+++ Reading text

TGIF: 12 Things to Know About RI Politics + Media
Welcome back to my Friday column. Your thoughts and tips are always welcome at idonnis (at) ripr (org), and don't forget to follow me on Twitter. Here we go:
1. Brendan Doherty's decision not to run for governor next year is completely unsurprising. Doherty has some obvious attributes and he's well-respected from his lengthy tenure with the state police. Yet predicting the winner of next year's race for governor is a fool's gambit, and Doherty -- during a recent stop on Buddy Cianci's ABC6 Sunday show -- showed few signs of getting into campaign form. The former colonel's decision only solidifies close observers' earlier expectation that Cranston Mayor Allan Fung will carry the GOP banner next year.
2. Fung tells me Friday afternoon he still has no timetable for deciding on a run: "All I can tell you that [governor is] the only office that I'm taking a look at .... We're doing all the right things right now" to prepare should he decide to move forward.

++++++
+++ Given records

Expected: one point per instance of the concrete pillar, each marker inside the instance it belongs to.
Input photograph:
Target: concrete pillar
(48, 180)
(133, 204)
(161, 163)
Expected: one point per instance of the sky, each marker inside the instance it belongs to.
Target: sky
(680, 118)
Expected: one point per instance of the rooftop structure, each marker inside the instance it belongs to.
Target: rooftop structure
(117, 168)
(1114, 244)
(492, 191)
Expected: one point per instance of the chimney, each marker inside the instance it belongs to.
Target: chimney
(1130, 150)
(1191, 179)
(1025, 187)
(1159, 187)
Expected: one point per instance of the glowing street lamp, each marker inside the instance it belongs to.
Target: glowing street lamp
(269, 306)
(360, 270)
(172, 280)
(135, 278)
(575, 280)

++++++
+++ Given records

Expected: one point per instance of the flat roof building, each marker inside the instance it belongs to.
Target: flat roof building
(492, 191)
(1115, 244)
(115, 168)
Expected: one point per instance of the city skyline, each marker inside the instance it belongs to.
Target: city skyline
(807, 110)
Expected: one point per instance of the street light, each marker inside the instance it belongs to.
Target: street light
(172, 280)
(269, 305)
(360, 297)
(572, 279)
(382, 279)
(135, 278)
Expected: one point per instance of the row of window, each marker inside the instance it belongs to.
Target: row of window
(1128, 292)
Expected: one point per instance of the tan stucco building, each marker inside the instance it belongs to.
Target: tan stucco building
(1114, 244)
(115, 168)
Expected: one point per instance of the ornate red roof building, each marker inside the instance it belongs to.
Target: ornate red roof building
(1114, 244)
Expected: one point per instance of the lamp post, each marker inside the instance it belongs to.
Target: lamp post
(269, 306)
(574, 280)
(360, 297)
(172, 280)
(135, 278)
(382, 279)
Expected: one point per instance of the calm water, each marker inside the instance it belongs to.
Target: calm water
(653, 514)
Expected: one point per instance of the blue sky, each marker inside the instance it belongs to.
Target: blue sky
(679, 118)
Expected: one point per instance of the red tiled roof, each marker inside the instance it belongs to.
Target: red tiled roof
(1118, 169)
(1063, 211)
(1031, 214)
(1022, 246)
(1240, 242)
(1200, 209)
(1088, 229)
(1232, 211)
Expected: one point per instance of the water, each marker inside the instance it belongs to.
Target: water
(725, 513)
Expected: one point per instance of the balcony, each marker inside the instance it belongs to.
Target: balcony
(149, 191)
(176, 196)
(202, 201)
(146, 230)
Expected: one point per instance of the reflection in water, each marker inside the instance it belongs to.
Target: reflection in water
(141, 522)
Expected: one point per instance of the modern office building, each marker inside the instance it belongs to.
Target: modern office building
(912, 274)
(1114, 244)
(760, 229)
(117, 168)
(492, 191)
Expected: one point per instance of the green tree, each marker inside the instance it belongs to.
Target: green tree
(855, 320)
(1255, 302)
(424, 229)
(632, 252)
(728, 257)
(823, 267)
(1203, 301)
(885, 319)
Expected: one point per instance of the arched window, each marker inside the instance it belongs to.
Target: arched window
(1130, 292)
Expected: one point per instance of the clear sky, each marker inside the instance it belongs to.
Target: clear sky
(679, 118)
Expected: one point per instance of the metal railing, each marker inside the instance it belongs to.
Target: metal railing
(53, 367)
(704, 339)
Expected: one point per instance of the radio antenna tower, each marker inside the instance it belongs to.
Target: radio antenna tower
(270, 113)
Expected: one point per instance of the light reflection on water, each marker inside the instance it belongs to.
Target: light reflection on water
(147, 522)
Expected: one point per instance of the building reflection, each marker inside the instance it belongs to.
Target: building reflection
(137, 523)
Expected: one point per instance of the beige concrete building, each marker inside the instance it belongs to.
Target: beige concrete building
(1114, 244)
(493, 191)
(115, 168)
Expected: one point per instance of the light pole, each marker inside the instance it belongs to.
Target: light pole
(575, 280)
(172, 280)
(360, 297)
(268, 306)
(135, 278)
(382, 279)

++++++

**Task objective**
In the column above, please condense the paragraph beginning "Brendan Doherty's decision not to run" into a short bulleted list that keeps its main facts.

**Output for this exercise**
- Brendan Doherty will not run for governor next year, which is completely unsurprising.
- He has obvious attributes and is well-respected from his long tenure with the state police.
- Predicting the winner of next year's governor's race is a fool's gambit.
- On Buddy Cianci's ABC6 Sunday show, Doherty showed few signs of getting into campaign form.
- His decision strengthens the expectation that Cranston Mayor Allan Fung will carry the GOP banner next year.